+++ Provided information +++
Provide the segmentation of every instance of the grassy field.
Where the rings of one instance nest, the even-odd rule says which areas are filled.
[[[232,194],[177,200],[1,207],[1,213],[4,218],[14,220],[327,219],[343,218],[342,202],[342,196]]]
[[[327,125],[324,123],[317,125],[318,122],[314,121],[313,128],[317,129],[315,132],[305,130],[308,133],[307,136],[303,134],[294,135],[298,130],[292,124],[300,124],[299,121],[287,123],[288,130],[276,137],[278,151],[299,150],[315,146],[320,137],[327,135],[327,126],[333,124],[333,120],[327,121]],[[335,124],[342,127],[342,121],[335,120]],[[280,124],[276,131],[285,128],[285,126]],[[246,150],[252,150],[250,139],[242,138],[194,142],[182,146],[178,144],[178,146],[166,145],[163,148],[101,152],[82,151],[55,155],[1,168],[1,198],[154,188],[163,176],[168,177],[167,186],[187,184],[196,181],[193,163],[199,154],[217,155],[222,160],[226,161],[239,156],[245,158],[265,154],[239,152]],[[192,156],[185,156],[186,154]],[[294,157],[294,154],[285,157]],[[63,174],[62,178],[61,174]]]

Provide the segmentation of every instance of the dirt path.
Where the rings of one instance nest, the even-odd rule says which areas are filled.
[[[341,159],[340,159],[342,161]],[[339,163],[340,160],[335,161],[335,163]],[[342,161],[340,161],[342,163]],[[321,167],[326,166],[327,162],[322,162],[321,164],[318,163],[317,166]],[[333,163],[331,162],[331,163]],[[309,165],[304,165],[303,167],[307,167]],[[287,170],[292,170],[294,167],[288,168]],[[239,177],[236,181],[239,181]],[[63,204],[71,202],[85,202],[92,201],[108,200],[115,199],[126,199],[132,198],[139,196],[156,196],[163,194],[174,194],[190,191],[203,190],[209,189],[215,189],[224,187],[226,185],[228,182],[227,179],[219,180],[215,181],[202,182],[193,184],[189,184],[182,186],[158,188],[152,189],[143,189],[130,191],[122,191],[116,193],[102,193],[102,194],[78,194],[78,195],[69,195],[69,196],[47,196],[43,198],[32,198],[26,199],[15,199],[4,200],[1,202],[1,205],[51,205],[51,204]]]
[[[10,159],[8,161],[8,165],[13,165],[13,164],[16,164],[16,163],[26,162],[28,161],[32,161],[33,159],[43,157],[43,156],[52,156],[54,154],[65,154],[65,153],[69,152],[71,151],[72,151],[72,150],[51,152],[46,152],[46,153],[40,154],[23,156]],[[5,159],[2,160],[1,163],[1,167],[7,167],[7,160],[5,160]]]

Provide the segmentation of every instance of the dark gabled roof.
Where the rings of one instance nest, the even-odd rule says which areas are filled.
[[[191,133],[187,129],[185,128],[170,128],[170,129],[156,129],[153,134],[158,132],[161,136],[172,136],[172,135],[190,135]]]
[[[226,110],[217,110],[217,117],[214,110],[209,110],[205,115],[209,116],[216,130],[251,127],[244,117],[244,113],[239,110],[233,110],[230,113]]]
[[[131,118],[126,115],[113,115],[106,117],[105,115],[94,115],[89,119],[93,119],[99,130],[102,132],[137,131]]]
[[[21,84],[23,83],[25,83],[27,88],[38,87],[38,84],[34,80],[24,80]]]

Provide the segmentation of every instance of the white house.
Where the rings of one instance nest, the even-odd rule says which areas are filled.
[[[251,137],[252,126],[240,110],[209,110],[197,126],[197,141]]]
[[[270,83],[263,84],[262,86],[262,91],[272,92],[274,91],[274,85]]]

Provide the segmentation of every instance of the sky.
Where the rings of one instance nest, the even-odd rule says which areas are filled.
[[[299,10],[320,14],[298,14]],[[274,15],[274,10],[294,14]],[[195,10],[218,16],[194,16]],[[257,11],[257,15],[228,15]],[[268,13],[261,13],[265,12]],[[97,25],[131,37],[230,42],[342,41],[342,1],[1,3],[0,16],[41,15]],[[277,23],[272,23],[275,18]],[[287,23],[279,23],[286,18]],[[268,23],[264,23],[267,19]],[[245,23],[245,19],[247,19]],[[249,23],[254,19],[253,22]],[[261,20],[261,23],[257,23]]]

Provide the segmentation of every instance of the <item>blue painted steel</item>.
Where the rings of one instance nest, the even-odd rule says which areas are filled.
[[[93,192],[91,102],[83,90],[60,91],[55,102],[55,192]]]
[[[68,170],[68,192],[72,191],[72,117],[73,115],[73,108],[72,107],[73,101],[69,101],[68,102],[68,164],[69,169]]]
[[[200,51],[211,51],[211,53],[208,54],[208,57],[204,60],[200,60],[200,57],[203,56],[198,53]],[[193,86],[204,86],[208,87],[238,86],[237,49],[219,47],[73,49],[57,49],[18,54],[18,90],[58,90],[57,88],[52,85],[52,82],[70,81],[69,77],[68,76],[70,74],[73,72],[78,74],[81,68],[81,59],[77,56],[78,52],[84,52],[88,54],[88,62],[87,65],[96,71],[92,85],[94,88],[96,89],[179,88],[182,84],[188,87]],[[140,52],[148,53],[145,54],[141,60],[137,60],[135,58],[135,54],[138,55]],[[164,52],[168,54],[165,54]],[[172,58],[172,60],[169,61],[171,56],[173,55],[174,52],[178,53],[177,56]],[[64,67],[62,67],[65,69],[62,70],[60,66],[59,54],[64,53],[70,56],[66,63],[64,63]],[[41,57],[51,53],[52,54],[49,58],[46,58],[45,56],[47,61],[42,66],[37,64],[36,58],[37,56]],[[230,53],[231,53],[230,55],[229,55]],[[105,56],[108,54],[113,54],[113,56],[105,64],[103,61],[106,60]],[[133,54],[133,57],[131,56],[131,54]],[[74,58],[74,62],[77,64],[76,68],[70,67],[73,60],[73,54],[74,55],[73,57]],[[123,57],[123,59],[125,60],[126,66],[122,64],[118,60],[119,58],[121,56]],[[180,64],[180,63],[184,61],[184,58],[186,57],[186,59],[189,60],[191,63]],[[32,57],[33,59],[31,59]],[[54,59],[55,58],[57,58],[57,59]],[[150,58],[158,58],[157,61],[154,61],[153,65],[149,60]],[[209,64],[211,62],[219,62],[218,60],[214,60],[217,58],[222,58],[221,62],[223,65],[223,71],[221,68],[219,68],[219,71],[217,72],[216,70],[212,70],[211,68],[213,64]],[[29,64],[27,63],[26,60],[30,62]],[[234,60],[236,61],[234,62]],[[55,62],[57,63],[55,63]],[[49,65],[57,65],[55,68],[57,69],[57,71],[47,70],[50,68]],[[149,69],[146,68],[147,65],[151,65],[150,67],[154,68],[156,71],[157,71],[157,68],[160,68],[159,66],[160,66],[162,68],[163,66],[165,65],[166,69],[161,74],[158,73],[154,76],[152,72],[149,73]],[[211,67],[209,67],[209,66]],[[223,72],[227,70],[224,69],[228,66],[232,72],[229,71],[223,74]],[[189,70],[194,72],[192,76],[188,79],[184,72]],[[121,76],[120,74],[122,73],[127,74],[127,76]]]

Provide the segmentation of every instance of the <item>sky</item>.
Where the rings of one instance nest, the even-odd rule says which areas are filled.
+++
Problem description — Output every line of the data above as a Markdown table with the columns "Row" and "Line", numbering the rows in order and leaving out blank lines.

Solution to the exercise —
| Row | Line |
|---|---|
| 1 | Provide the segmentation of every instance of the grassy field. |
| 2 | Where the rings of one instance nest, the even-odd rule says which areas are filled. |
| 3 | [[[232,194],[177,200],[1,207],[1,213],[4,218],[14,220],[327,219],[343,218],[342,202],[342,196]]] |
| 4 | [[[327,125],[324,123],[317,125],[318,122],[314,121],[313,128],[317,129],[315,132],[305,130],[308,133],[307,136],[303,134],[294,135],[298,130],[292,124],[300,124],[299,121],[287,123],[288,130],[276,137],[278,151],[299,150],[315,146],[320,137],[327,135],[327,126],[333,124],[333,120],[327,121]],[[335,124],[342,127],[342,121],[335,120]],[[280,124],[276,131],[285,128],[285,126]],[[246,150],[252,150],[250,139],[242,138],[194,142],[182,146],[178,144],[178,146],[166,145],[163,148],[101,152],[82,151],[55,155],[1,168],[1,198],[154,188],[163,176],[168,177],[167,186],[187,184],[196,181],[193,163],[199,154],[217,155],[222,160],[226,161],[239,156],[245,158],[265,154],[239,152]],[[192,156],[185,156],[186,154]],[[294,157],[294,154],[285,157]],[[63,174],[62,178],[61,174]]] |
| 5 | Provide the segmentation of every instance of the dirt path. |
| 6 | Where the rings of one instance nest, the even-odd rule says which areas are filled. |
| 7 | [[[341,159],[340,159],[342,161]],[[339,163],[340,160],[335,161],[335,163]],[[342,161],[340,161],[342,163]],[[321,167],[326,166],[327,162],[322,162],[321,164],[318,163],[317,166]],[[333,163],[331,162],[331,163]],[[309,165],[304,165],[303,167],[307,167]],[[287,170],[292,170],[294,167],[288,168]],[[239,177],[236,181],[239,181]],[[63,204],[71,202],[85,202],[92,201],[108,200],[115,199],[126,199],[132,198],[139,196],[156,196],[163,194],[174,194],[190,191],[203,190],[209,189],[215,189],[224,187],[226,185],[228,182],[227,179],[219,180],[215,181],[202,182],[193,184],[189,184],[182,186],[158,188],[152,189],[143,189],[130,191],[122,191],[116,193],[102,193],[102,194],[78,194],[78,195],[69,195],[69,196],[47,196],[43,198],[32,198],[26,199],[15,199],[4,200],[1,202],[1,205],[51,205],[51,204]]] |
| 8 | [[[10,159],[8,161],[8,165],[13,165],[13,164],[16,164],[16,163],[26,162],[28,161],[32,161],[33,159],[43,157],[43,156],[52,156],[54,154],[65,154],[65,153],[69,152],[71,151],[72,151],[72,150],[51,152],[46,152],[46,153],[40,154],[23,156]],[[5,159],[2,160],[1,163],[1,167],[7,167],[7,160],[5,160]]] |
| 9 | Provide the segmentation of every instance of the dark gabled roof. |
| 10 | Where the rings of one instance nest, the even-odd rule says which areas are filled. |
| 11 | [[[191,133],[187,129],[185,128],[170,128],[170,129],[156,129],[153,134],[158,132],[161,136],[172,136],[172,135],[190,135]]] |
| 12 | [[[226,110],[217,110],[217,117],[214,110],[209,110],[205,115],[209,116],[216,130],[251,127],[244,117],[244,113],[239,110],[233,110],[230,113]]] |
| 13 | [[[131,118],[126,115],[113,115],[106,117],[105,115],[94,115],[89,119],[93,119],[99,130],[102,132],[137,131]]] |
| 14 | [[[21,84],[23,83],[25,83],[27,88],[38,87],[38,84],[34,80],[24,80]]] |
| 15 | Provide the segmentation of every instance of the white house. |
| 16 | Where the rings of one instance nest, the even-odd rule says which areas are filled. |
| 17 | [[[251,137],[252,126],[240,110],[209,110],[197,126],[197,141]]] |
| 18 | [[[270,83],[263,84],[262,86],[262,91],[272,92],[274,91],[274,85]]] |
| 19 | Provide the segmentation of every instance of the sky. |
| 20 | Where the rings of one instance nest, the even-odd rule says which areas are filled. |
| 21 | [[[299,10],[320,14],[298,14]],[[274,15],[274,10],[294,14]],[[195,10],[218,16],[194,16]],[[257,11],[257,15],[228,15]],[[268,13],[261,13],[265,12]],[[97,25],[131,37],[230,42],[342,41],[342,1],[1,3],[0,16],[41,15]],[[277,23],[272,23],[275,18]],[[287,23],[279,23],[286,18]],[[268,23],[264,23],[267,19]],[[245,23],[245,19],[247,19]],[[249,23],[254,19],[253,22]],[[261,20],[261,23],[257,23]]] |
| 22 | Provide the segmentation of every instance of the <item>blue painted steel</item>. |
| 23 | Where the rings of one instance nest, the even-odd rule says which areas are filled. |
| 24 | [[[93,192],[91,102],[83,90],[60,91],[55,102],[55,192]]] |
| 25 | [[[68,170],[68,192],[72,191],[72,117],[73,115],[73,108],[72,107],[73,101],[69,101],[68,102],[68,164],[69,169]]] |
| 26 | [[[200,51],[211,51],[211,53],[208,54],[208,57],[204,60],[200,60],[200,57],[203,56],[198,53]],[[193,86],[204,86],[208,87],[238,86],[237,49],[219,47],[73,49],[57,49],[18,54],[18,90],[58,90],[57,88],[52,85],[52,82],[70,81],[69,77],[68,76],[70,74],[73,72],[78,74],[81,68],[81,59],[77,56],[78,52],[84,52],[88,54],[88,62],[87,65],[96,71],[92,85],[94,88],[96,89],[179,88],[182,84],[188,87]],[[140,52],[148,53],[145,54],[141,60],[137,60],[135,58],[135,54],[138,55]],[[164,52],[168,54],[165,54]],[[172,58],[172,60],[169,61],[171,56],[173,55],[174,52],[178,53],[177,56]],[[64,67],[62,67],[65,69],[62,70],[60,66],[59,54],[64,53],[70,56],[66,63],[64,63]],[[41,57],[51,53],[52,54],[49,58],[46,58],[45,56],[47,61],[42,66],[37,64],[36,58],[37,56]],[[230,53],[231,53],[230,55],[229,55]],[[105,56],[108,54],[113,54],[113,56],[105,64],[103,61],[106,60]],[[133,54],[133,57],[131,56],[131,54]],[[74,58],[74,62],[77,64],[76,68],[70,67],[73,60],[73,54],[74,55],[73,57]],[[123,57],[123,59],[125,60],[126,66],[122,64],[118,60],[119,58],[121,56]],[[180,64],[180,63],[184,61],[184,58],[186,57],[186,59],[189,60],[191,63]],[[32,57],[33,59],[31,59]],[[54,59],[55,58],[57,58],[57,59]],[[150,58],[158,58],[157,61],[154,61],[153,65],[149,60]],[[209,64],[211,62],[219,62],[218,60],[214,60],[217,58],[222,58],[221,62],[223,65],[223,71],[221,68],[219,68],[219,71],[217,72],[216,70],[212,70],[211,68],[213,64]],[[29,64],[27,63],[26,60],[30,62]],[[234,60],[236,61],[234,62]],[[55,62],[57,63],[55,63]],[[49,65],[57,65],[55,68],[57,69],[57,71],[47,70],[50,68]],[[149,69],[146,68],[147,65],[151,65],[150,67],[154,68],[156,71],[157,71],[157,68],[160,68],[159,66],[160,66],[162,68],[163,66],[165,65],[166,69],[161,74],[158,73],[154,76],[152,72],[149,73]],[[211,67],[209,67],[209,66]],[[223,72],[227,70],[224,69],[228,66],[232,72],[229,71],[223,74]],[[189,70],[194,72],[192,76],[188,79],[184,72]],[[121,76],[120,74],[122,73],[127,74],[127,76]]] |
| 27 | Provide the segmentation of every instance of the <item>sky</item>. |
| 28 | Where the rings of one instance nest, the even-odd rule says which areas are filled. |